═══ Source records

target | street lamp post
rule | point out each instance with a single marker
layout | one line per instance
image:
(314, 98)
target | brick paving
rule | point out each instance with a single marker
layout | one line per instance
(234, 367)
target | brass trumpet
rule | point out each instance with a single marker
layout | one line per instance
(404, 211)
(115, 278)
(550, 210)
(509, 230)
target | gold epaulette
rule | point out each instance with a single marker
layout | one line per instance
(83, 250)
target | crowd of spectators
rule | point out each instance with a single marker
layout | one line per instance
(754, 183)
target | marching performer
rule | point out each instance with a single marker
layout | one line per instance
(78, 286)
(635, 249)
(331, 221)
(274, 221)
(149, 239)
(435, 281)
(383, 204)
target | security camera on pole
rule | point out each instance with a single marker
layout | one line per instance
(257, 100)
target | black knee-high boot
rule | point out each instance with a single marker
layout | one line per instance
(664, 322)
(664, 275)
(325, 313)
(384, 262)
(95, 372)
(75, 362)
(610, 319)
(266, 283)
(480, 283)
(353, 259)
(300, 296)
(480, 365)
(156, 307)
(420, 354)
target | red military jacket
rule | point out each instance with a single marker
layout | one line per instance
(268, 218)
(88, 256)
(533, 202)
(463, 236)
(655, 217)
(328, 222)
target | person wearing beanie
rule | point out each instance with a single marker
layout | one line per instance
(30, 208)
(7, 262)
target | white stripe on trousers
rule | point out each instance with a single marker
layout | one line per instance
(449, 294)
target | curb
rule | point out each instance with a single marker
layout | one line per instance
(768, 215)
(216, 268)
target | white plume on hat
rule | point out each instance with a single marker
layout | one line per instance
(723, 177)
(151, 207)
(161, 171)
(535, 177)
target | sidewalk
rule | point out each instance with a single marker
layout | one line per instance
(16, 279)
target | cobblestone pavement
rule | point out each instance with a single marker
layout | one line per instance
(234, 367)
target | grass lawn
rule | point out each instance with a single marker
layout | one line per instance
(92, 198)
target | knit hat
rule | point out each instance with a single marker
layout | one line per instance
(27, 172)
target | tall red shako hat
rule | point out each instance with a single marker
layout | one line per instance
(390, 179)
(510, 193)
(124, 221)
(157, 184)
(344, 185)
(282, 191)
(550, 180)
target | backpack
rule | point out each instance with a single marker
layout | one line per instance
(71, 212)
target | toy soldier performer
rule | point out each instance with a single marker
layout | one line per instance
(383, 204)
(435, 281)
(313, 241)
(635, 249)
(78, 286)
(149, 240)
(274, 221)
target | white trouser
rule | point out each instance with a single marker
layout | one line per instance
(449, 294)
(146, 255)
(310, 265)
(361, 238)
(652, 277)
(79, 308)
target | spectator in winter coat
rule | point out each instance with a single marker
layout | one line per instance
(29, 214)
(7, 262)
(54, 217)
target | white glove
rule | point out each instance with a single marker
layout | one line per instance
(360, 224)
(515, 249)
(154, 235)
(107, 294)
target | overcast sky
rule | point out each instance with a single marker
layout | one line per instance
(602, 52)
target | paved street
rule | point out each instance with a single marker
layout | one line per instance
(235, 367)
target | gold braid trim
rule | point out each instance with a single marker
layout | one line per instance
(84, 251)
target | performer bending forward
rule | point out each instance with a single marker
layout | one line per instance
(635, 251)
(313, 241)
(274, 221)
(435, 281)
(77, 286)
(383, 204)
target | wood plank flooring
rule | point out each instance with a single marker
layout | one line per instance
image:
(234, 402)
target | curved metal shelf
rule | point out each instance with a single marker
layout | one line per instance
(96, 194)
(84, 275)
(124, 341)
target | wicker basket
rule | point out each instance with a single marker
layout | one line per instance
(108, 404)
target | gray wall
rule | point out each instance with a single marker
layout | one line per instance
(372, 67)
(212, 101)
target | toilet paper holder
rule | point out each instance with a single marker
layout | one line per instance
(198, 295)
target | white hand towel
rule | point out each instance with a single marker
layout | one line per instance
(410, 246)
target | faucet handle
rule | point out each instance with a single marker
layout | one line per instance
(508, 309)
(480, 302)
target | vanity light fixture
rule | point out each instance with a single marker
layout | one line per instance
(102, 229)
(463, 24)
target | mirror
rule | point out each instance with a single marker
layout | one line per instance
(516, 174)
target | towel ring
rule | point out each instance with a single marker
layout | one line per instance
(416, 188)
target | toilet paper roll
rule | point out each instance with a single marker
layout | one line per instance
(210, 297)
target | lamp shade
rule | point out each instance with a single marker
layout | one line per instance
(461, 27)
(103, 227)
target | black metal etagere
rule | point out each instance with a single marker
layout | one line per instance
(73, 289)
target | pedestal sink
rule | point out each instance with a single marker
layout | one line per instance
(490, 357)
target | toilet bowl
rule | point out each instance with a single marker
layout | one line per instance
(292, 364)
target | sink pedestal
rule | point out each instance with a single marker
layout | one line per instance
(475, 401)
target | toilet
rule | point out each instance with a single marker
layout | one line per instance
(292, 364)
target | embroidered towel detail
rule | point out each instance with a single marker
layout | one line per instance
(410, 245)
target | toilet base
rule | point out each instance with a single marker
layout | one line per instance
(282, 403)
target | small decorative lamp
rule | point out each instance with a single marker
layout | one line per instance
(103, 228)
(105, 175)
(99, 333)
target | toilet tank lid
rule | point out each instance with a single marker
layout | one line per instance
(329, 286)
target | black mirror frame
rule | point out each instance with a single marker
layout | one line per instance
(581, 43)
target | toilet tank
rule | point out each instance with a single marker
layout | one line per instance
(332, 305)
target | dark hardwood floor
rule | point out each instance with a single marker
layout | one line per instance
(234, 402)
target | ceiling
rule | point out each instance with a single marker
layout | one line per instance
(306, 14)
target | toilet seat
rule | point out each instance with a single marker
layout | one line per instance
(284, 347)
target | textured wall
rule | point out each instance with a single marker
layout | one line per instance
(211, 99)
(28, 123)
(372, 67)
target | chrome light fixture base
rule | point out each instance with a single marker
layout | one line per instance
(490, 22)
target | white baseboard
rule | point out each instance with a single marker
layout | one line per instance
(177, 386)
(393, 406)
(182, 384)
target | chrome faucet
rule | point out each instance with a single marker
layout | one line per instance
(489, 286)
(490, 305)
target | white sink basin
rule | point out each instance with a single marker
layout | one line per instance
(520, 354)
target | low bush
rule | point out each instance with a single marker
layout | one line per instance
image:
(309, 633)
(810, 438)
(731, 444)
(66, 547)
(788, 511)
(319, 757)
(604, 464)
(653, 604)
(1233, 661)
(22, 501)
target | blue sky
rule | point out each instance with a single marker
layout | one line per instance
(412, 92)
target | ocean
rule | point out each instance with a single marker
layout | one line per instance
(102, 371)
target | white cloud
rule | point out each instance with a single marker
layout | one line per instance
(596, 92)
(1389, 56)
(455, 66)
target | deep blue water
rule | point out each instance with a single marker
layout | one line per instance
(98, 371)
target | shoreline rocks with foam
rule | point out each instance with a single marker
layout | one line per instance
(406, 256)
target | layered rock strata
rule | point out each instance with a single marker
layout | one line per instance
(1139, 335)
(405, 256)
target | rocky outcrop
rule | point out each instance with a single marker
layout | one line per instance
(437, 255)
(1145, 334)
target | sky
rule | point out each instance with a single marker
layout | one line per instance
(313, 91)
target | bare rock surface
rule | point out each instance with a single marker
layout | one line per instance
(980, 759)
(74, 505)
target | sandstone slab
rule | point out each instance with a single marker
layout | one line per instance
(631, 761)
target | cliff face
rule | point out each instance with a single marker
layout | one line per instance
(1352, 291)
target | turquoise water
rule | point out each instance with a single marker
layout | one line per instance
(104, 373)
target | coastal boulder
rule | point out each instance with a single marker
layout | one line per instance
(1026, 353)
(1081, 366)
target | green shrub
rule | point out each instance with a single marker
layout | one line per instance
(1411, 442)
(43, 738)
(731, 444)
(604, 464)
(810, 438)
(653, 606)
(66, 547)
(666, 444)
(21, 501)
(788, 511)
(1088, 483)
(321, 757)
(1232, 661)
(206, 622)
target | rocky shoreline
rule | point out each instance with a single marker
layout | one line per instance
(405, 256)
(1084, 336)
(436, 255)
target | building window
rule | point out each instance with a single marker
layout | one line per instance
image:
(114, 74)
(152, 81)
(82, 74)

══════

» **Work to complete**
Please retype, exactly as written, every line from the line containing "target | turquoise water" through the last line of the records above, including both of those lines, and nothing else.

» **Solution to this task**
target | turquoise water
rule | point out each instance with a single marker
layout | one line per instance
(104, 373)
target | coastal boulder
rule | point out each instance with a single marker
layout | one line per instance
(1026, 353)
(1081, 366)
target | green shrub
rule | point out each instance with a single marker
layout | one line per instance
(1411, 442)
(43, 738)
(731, 444)
(604, 464)
(810, 438)
(653, 606)
(66, 547)
(666, 444)
(21, 501)
(788, 511)
(1088, 483)
(321, 757)
(1232, 661)
(206, 622)
target | rocky shoreline
rule | point out each instance with a single marker
layout | one line per instance
(405, 256)
(1084, 336)
(436, 255)
target | building window
rule | point out each instance with a single marker
layout | one line per instance
image:
(114, 74)
(152, 81)
(82, 74)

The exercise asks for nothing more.